### PROBLEM SET:
a: Retype the part of the Msanii inference notebook between "### Install package in" and "install -e .", inclusive.
b: Answer these questions using the Msanii inference notebook:
(i) What command is run under the "GPU Check" heading?
(ii) According to the warning in the setup section, what must be restarted so that packages are updated?
(iii) From which module are the functions such as run_sampling and run_inpainting imported?

### PROVIDED TEXT:
↓
# Msanii Inference


## GPU Check

In [None]:
!nvidia-smi

## Setup

Run one of the the below install options. 
> **WARNING:** Restart the runtime or some packages will not be updated!

### Install package from git

In [None]:
%pip install -q git+https://github.com/fleanend/msanii.git

### Install package in edit mode

In [None]:
!git clone https://github.com/fleanend/msanii.git
!cd msanii
%pip install -q -r requirements.txt
%pip install -e .

### Fetch model checkpoint

In [None]:
%pip install -q gdown --upgrade --no-cache

In [None]:
!gdown 1G9kF0r5vxYXPSdSuv4t3GR-sBO8xGFCe

### Imports

In [None]:
from omegaconf import OmegaConf

from msanii.config import (
    Audio2AudioConfig,
    InpaintingConfig,
    InterpolationConfig,
    OutpaintingConfig,
    SamplingConfig,
)
from msanii.scripts import (
    run_audio2audio,
    run_inpainting,
    run_interpolation,
    run_outpainting,
    run_sampling,
)
↑
### DATA ROWS:
↓
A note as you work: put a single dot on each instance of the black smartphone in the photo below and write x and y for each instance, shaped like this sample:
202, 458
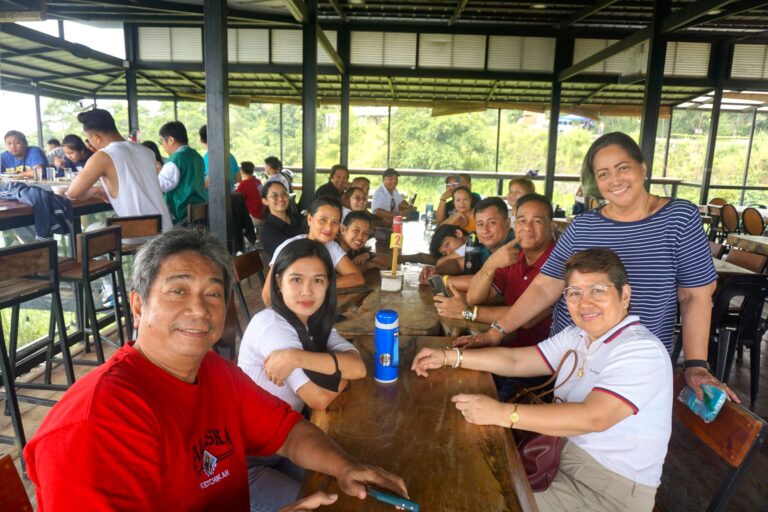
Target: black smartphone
437, 284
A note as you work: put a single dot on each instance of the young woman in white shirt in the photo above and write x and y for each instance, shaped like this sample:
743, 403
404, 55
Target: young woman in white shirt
324, 219
292, 351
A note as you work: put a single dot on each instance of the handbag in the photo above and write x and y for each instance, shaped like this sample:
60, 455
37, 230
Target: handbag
540, 453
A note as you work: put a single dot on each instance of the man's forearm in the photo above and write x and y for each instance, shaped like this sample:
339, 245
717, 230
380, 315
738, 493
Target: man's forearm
307, 446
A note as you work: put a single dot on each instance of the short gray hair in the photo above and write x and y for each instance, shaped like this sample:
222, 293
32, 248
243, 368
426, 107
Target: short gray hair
148, 259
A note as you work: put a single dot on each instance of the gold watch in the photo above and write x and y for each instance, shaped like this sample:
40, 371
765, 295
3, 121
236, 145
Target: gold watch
514, 417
↑
### RESULTS BY TASK:
a:
### Install package in edit mode

In [None]:
!git clone https://github.com/fleanend/msanii.git
!cd msanii
%pip install -q -r requirements.txt
%pip install -e .

b:
(i) !nvidia-smi
(ii) The runtime
(iii) msanii.scripts